▶ _YOUR TASK_
In the data below, find every line with the string "long" and pull it out.

▶ _EXTRACTED ENTRIES_
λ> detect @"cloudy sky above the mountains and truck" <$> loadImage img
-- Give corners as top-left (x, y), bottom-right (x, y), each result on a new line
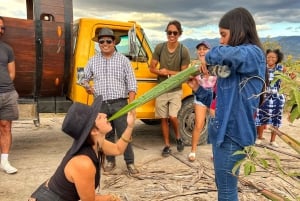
top-left (0, 0), bottom-right (300, 40)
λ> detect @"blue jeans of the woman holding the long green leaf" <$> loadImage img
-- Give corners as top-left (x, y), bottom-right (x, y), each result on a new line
top-left (212, 136), bottom-right (245, 201)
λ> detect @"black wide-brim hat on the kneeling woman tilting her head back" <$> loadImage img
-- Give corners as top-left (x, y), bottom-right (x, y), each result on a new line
top-left (62, 96), bottom-right (102, 155)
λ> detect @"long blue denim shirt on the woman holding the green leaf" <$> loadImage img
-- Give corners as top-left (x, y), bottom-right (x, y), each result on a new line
top-left (205, 44), bottom-right (266, 147)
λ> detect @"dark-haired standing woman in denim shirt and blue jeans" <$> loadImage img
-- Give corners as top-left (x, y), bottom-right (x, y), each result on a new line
top-left (202, 8), bottom-right (266, 201)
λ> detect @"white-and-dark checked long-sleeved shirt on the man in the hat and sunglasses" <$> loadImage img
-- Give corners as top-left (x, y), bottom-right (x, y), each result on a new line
top-left (83, 52), bottom-right (137, 100)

▶ _WORKED SOLUTION_
λ> detect @"blue jeans of the woman holding the long green leaf" <$> loadImage img
λ> detect @"long blue denim shirt on the woman holding the green leaf" <$> loadImage img
λ> detect @"white-and-dark checked long-sleeved shirt on the man in the hat and sunglasses" <$> loadImage img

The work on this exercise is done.